» **Labels for object points**:

______

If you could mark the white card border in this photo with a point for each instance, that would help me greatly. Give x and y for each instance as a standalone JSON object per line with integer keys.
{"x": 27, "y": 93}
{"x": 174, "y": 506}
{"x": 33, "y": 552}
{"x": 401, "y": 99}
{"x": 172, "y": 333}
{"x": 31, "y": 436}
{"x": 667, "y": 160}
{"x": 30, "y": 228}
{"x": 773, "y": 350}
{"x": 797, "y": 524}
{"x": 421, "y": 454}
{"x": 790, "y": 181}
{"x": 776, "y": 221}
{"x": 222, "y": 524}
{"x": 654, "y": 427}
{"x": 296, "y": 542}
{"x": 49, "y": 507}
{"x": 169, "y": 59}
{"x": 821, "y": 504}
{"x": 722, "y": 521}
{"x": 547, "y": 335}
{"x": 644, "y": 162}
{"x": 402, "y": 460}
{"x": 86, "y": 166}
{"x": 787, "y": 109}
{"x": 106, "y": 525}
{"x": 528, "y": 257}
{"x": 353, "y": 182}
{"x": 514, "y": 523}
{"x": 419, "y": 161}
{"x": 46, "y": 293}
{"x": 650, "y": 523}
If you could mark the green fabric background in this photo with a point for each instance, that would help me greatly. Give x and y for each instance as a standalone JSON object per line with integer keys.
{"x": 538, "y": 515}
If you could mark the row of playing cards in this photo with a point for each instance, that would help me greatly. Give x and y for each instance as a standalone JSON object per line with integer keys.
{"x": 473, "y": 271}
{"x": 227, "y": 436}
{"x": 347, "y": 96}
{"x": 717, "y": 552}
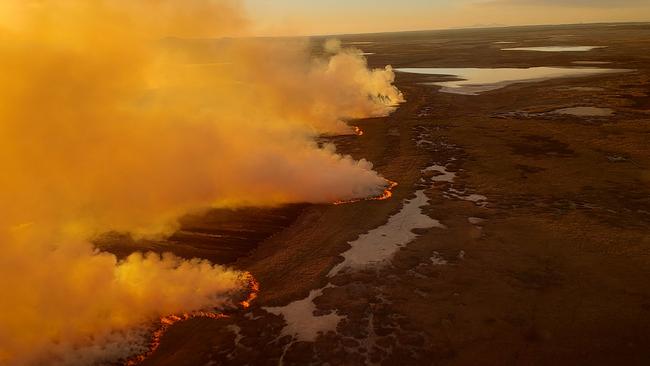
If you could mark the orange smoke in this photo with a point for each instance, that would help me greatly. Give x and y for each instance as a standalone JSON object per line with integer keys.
{"x": 110, "y": 121}
{"x": 166, "y": 322}
{"x": 386, "y": 194}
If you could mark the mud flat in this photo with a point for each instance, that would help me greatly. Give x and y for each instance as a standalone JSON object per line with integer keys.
{"x": 544, "y": 253}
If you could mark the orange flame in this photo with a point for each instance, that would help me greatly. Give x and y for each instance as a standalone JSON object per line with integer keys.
{"x": 167, "y": 321}
{"x": 388, "y": 193}
{"x": 254, "y": 287}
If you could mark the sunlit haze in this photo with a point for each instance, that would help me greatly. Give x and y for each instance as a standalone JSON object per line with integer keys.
{"x": 298, "y": 17}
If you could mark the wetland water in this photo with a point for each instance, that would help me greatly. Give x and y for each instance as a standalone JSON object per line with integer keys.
{"x": 473, "y": 81}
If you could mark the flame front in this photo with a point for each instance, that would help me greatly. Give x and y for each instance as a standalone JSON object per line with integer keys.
{"x": 168, "y": 321}
{"x": 388, "y": 193}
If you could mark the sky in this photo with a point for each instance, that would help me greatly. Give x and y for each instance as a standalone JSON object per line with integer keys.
{"x": 309, "y": 17}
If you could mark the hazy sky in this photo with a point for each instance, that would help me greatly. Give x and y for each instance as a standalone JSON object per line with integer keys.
{"x": 293, "y": 17}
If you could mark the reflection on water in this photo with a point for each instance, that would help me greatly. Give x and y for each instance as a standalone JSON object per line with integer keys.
{"x": 585, "y": 111}
{"x": 555, "y": 48}
{"x": 473, "y": 81}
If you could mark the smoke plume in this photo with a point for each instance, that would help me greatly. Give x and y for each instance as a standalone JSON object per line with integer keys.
{"x": 108, "y": 122}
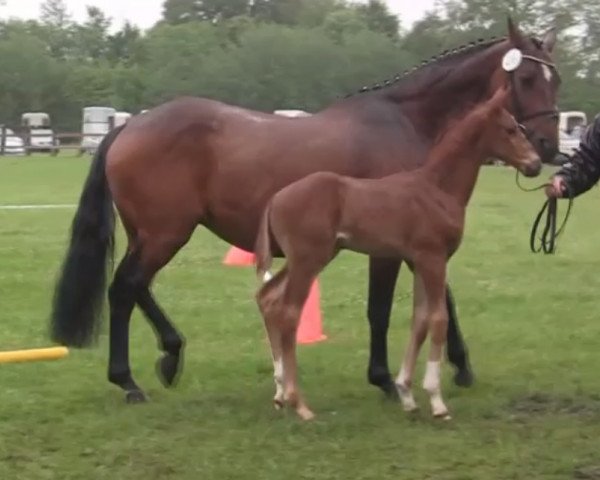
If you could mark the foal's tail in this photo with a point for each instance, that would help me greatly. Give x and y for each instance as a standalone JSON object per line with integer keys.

______

» **Task description**: Retype all the records above word for word, leaving out the pictures.

» **Final answer**:
If you could mark the white card border in this photo with a point for each instance, that would help me greatly. Give x and y for each instance as a standalone JSON object per line with integer keys.
{"x": 27, "y": 93}
{"x": 174, "y": 506}
{"x": 33, "y": 552}
{"x": 401, "y": 99}
{"x": 172, "y": 333}
{"x": 31, "y": 436}
{"x": 667, "y": 160}
{"x": 30, "y": 228}
{"x": 773, "y": 350}
{"x": 797, "y": 524}
{"x": 421, "y": 454}
{"x": 790, "y": 181}
{"x": 776, "y": 221}
{"x": 222, "y": 524}
{"x": 654, "y": 427}
{"x": 296, "y": 542}
{"x": 49, "y": 507}
{"x": 169, "y": 59}
{"x": 821, "y": 504}
{"x": 722, "y": 521}
{"x": 547, "y": 335}
{"x": 644, "y": 162}
{"x": 402, "y": 460}
{"x": 86, "y": 166}
{"x": 787, "y": 109}
{"x": 106, "y": 525}
{"x": 528, "y": 257}
{"x": 353, "y": 182}
{"x": 514, "y": 523}
{"x": 419, "y": 161}
{"x": 46, "y": 293}
{"x": 650, "y": 523}
If you could mark the green fabric background in this photo with a point for each instance, that would help me greatly. Give x and y for each instance as a standalone JSON object per line with integer keys.
{"x": 538, "y": 515}
If you could mark the row of playing cards in this photo with a point for each instance, that would help me greatly. Give x and y for each instance as a standalone JSON object per line with integer keys.
{"x": 473, "y": 271}
{"x": 227, "y": 436}
{"x": 347, "y": 96}
{"x": 717, "y": 552}
If you could mark the orange smoke in this photo with a point for each instance, that would help me greatly. Give x and y for each instance as a standalone JSON object per line with integer keys.
{"x": 110, "y": 121}
{"x": 166, "y": 322}
{"x": 386, "y": 194}
If you could mark the mud flat in this photo with a point for each instance, that would help me greatly. Give x and y for each instance as a standalone JSON object per line with integer keys.
{"x": 544, "y": 253}
If you could mark the orange flame in this photo with a point for each instance, that would help me greatly. Give x and y for each instance as a standalone JSON object per line with integer keys.
{"x": 167, "y": 321}
{"x": 388, "y": 193}
{"x": 254, "y": 287}
If you could mark the sunlit haze in this photo with a point for each instance, that would help me greatly. Give x and y for each instance as a standalone JSON object per line with integer keys.
{"x": 298, "y": 17}
If you could mark the wetland water in this photo with a point for each instance, that would help me greatly. Give x and y for each instance as a standalone JSON object per line with integer keys.
{"x": 473, "y": 81}
If you could mark the flame front in this photo with a point for each instance, that would help me greatly. Give x and y for each instance as a standalone JSON object per line with integer keys.
{"x": 168, "y": 321}
{"x": 388, "y": 193}
If you could mark the sky in this photo with a point for each instance, that would help me greatly. Give x and y for each instance as a standalone JSON object per line with integer keys.
{"x": 309, "y": 17}
If you could mark the hazy sky in this photo with a point for each instance, that would help me greatly. Give x and y for each instance as a standalone JSON object per line with integer keys.
{"x": 293, "y": 17}
If you could mark the reflection on water in this photo with a point for each instance, that would help me greatly. Give x and y for each instance as a standalone JSON object per line with integer keys.
{"x": 585, "y": 111}
{"x": 555, "y": 48}
{"x": 473, "y": 81}
If you could mark the smoke plume in this photo with a point for each instance, that would help me greatly. Give x and y for each instance as a standalone JSON object per line with integer keys.
{"x": 108, "y": 122}
If you could mark the foal's tail in this photo with a point for each instance, that would help me greatly. Give x and y for each instance as a standalone JSON object per line with integer keys.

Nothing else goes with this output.